Tasks for this exercise:
- a) In the Hercules franchise page, who was announced in June 2022 as the director of the live-action remake?
- b) Edit a part of the Hercules franchise page, starting at "Hercules is a Disney" and ending at "a single narrative.", and write it out again with "Zeus" changed to "Jupiter".

Page:
..............................

Hercules is a Disney media franchise comprising a film series and additional merchandise, starting with the 1997 animated Disney feature of the same name, directed by Ron Clements and John Musker.

Films

Hercules
Hercules is a 1997 American animated musical comedy-fantasy film produced by Walt Disney Animation Studios and released by Walt Disney Pictures. The 35th Disney animated feature film, the film was directed by Ron Clements and John Musker. The film is based on the legendary Greek mythology hero Heracles (known in the film by his Roman name, Hercules), the son of Zeus, in Greek mythology.

Hercules: Zero to Hero
Hercules: Zero to Hero is a 1999 direct-to-video followup to Disney's 1997 animated feature Hercules. It was released on August 31, 1999, and serves as the pilot to Hercules: The Animated Series. It packages four episodes of the television series to make a single narrative.

Live-action remake
In April, 2020, it was reported that a live-action remake of Hercules was being developed by Walt Disney Pictures, with Jeffery Silver and Karen Gilchrist, who previously produced the CGI remake of The Lion King, set to produce the film. Joe and Anthony Russo will also serve as producers on the film, while David Callaham will write the script. In June 2022, it was announced that Guy Ritchie, who previously directed Disney's  live-action Aladdin remake, had signed on to direct the film. Joe Russo said the reimagining movie will pay homage to the original with a more modern spin on it and that it will also be a modern musical inspired by TikTok.

Television

Disney's Hercules: The Animated Series
Disney's Hercules: The Animated Series is an American animated series based on the 1997 film of the same name and the Greek myth. The series premiered in syndication on August 31, 1998, and on Disney's One Saturday Morning on September 12, 1998. The syndicated series ran 52 episodes, while the Saturday morning run ran 13.

"Hercules and the Arabian Night"
"Hercules and the Arabian Night" is a crossover episode of Disney's Hercules: The Animated Series featuring characters from Aladdin.

Disney's House of Mouse
Disney's House of Mouse is an animated television series, produced by Walt Disney Television which originally aired from 2001 to 2003.

Once Upon a Time
Hades appeared in the latter half of Once Upon a Time's fifth season episode starting with "Souls of the Departed" portrayed by Greg Germann. In the episode "Labor of Love" Hercules and Megara were both portrayed by Jonathan Whitesell and Kacey Rohl.

Video game

Disney's Hercules: Action Game
Disney's Hercules: Action Game is a video game for the PlayStation and PC released on June 20, 1997 by Disney Interactive. It was made in one week before the animated movie released in the same year.

Disney's Animated Storybook: Hercules
Disney's Animated Storybook: Hercules is part of the Disney's Animated Storybook series.

Disney's Hercules Print Studio
Disney's Hercules Print Studio is part of the Disney's Print Studio series.

Hades Challenge
Hades Challenge is a PC video game released on April 17, 1998. It is a first–person adventure/puzzle game and a spinoff to Hercules in which the player assumes the role of a rookie hero undergoing various adventures based upon elements of Greek mythology not directly explored in the main film while being recurrently antagonized by Hades and Pain and Panic.

..............................

[Point placement records]
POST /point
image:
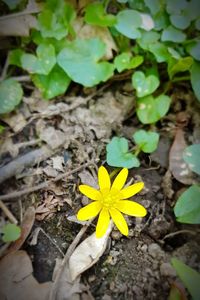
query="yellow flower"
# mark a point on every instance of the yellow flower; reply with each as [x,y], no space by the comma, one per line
[110,201]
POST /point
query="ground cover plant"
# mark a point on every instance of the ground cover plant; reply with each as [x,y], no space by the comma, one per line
[91,91]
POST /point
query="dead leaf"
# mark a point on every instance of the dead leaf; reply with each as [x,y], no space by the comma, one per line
[17,281]
[26,226]
[88,253]
[177,165]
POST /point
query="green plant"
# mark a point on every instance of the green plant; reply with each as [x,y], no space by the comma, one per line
[118,154]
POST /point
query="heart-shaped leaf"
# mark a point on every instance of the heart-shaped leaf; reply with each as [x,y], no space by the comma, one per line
[11,232]
[128,22]
[118,155]
[80,61]
[150,110]
[189,276]
[191,157]
[95,15]
[10,95]
[146,140]
[42,63]
[144,85]
[124,61]
[187,208]
[53,84]
[195,73]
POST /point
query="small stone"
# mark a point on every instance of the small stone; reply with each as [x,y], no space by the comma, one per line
[166,270]
[155,251]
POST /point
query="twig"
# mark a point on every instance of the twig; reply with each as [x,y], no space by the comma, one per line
[172,234]
[69,252]
[43,185]
[8,213]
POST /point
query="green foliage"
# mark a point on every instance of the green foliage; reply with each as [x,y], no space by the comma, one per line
[118,154]
[144,85]
[191,157]
[80,60]
[10,95]
[150,110]
[147,141]
[95,15]
[189,276]
[124,61]
[187,208]
[11,232]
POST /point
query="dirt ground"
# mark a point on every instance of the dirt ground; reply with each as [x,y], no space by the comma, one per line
[72,131]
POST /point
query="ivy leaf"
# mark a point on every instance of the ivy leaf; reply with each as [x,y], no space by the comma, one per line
[56,21]
[144,85]
[146,140]
[171,34]
[42,63]
[118,155]
[191,157]
[95,15]
[10,95]
[125,61]
[195,73]
[53,84]
[80,60]
[182,65]
[128,22]
[187,208]
[189,277]
[150,110]
[11,232]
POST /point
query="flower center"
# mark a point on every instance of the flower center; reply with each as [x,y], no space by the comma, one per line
[109,198]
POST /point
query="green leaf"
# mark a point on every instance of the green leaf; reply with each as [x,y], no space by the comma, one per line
[144,85]
[118,155]
[171,34]
[194,50]
[15,57]
[189,276]
[53,84]
[146,140]
[10,95]
[187,208]
[80,60]
[191,157]
[56,21]
[95,15]
[195,74]
[150,110]
[42,63]
[182,65]
[12,4]
[160,51]
[11,232]
[128,22]
[124,61]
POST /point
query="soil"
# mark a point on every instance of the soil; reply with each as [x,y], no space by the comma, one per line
[137,267]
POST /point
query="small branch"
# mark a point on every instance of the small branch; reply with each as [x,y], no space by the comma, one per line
[43,185]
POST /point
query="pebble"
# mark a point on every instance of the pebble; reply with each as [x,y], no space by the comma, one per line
[166,269]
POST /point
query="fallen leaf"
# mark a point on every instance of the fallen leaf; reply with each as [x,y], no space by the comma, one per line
[177,165]
[26,226]
[17,281]
[87,253]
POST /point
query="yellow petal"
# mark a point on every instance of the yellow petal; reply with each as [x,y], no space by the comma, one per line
[120,180]
[90,192]
[103,223]
[119,220]
[131,190]
[89,211]
[131,208]
[104,179]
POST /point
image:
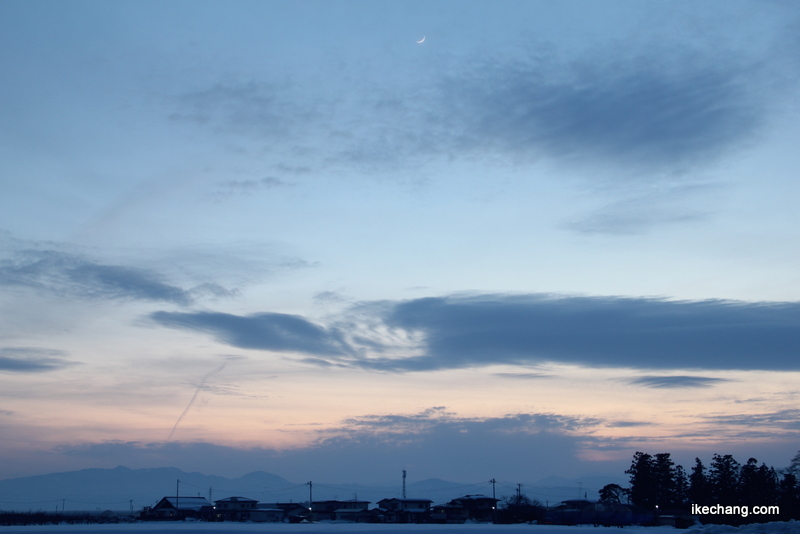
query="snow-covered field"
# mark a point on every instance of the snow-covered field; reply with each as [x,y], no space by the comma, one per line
[790,527]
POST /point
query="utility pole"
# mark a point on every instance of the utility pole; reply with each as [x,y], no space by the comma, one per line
[494,504]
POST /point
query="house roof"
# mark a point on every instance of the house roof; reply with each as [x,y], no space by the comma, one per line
[405,500]
[184,503]
[236,499]
[476,497]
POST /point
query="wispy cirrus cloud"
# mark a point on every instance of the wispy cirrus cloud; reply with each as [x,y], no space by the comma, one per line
[644,333]
[264,331]
[476,331]
[32,359]
[657,109]
[73,275]
[666,382]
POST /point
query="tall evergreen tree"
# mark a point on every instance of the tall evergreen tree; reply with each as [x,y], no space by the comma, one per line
[681,488]
[665,487]
[699,488]
[643,481]
[723,477]
[789,497]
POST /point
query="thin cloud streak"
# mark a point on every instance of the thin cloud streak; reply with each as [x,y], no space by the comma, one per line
[75,276]
[666,382]
[477,331]
[32,360]
[194,397]
[263,331]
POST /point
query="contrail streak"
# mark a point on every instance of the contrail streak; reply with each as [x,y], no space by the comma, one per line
[194,397]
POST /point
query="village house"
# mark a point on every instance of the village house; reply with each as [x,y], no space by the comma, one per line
[333,510]
[234,509]
[405,510]
[178,508]
[478,507]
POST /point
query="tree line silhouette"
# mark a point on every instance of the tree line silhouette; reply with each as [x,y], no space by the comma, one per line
[658,484]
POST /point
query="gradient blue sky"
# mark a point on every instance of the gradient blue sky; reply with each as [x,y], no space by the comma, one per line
[288,236]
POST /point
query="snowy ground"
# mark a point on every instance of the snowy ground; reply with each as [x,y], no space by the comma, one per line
[791,527]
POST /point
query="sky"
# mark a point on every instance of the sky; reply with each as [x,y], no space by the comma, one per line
[335,240]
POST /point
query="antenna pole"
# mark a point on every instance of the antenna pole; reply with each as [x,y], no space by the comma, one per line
[494,499]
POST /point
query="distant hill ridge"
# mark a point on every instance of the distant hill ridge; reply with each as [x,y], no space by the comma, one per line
[122,488]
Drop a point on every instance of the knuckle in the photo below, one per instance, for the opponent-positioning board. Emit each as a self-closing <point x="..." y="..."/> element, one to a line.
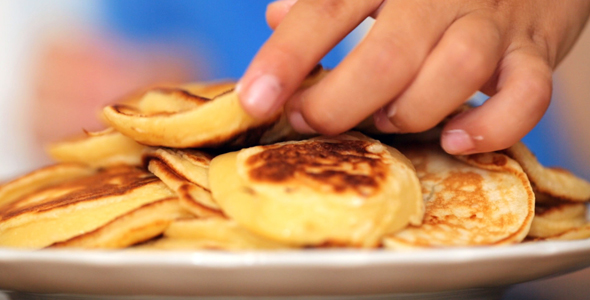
<point x="410" y="123"/>
<point x="332" y="9"/>
<point x="468" y="60"/>
<point x="538" y="89"/>
<point x="388" y="55"/>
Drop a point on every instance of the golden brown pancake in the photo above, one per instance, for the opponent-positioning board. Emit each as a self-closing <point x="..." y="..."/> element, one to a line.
<point x="193" y="197"/>
<point x="346" y="190"/>
<point x="482" y="199"/>
<point x="136" y="226"/>
<point x="555" y="182"/>
<point x="181" y="119"/>
<point x="98" y="149"/>
<point x="551" y="220"/>
<point x="42" y="178"/>
<point x="185" y="172"/>
<point x="59" y="212"/>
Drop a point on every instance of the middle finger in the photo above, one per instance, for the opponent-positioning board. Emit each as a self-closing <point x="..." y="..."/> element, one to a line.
<point x="383" y="64"/>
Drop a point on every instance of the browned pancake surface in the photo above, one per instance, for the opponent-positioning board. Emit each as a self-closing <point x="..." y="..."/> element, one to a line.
<point x="346" y="166"/>
<point x="110" y="182"/>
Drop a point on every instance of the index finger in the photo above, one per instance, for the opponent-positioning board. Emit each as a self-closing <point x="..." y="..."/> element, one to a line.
<point x="308" y="32"/>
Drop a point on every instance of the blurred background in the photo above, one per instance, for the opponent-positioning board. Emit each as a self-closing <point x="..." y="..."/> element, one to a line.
<point x="62" y="60"/>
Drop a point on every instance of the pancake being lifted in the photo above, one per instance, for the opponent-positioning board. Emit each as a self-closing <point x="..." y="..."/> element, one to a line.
<point x="481" y="199"/>
<point x="181" y="118"/>
<point x="347" y="190"/>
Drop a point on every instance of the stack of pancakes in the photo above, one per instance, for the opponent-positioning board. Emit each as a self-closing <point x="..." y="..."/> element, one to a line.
<point x="184" y="167"/>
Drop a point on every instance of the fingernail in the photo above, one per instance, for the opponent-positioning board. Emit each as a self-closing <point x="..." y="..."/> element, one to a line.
<point x="287" y="4"/>
<point x="383" y="123"/>
<point x="298" y="123"/>
<point x="260" y="99"/>
<point x="391" y="110"/>
<point x="457" y="141"/>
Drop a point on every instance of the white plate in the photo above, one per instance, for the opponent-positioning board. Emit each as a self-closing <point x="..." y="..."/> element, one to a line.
<point x="310" y="272"/>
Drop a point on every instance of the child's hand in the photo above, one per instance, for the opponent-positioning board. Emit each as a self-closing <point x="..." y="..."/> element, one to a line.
<point x="421" y="60"/>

..............................

Answers in order:
- a) Guy Ritchie

- b)
Hercules is a Disney media franchise comprising a film series and additional merchandise, starting with the 1997 animated Disney feature of the same name, directed by Ron Clements and John Musker.

Films

Hercules
Hercules is a 1997 American animated musical comedy-fantasy film produced by Walt Disney Animation Studios and released by Walt Disney Pictures. The 35th Disney animated feature film, the film was directed by Ron Clements and John Musker. The film is based on the legendary Greek mythology hero Heracles (known in the film by his Roman name, Hercules), the son of Jupiter, in Greek mythology.

Hercules: Zero to Hero
Hercules: Zero to Hero is a 1999 direct-to-video followup to Disney's 1997 animated feature Hercules. It was released on August 31, 1999, and serves as the pilot to Hercules: The Animated Series. It packages four episodes of the television series to make a single narrative.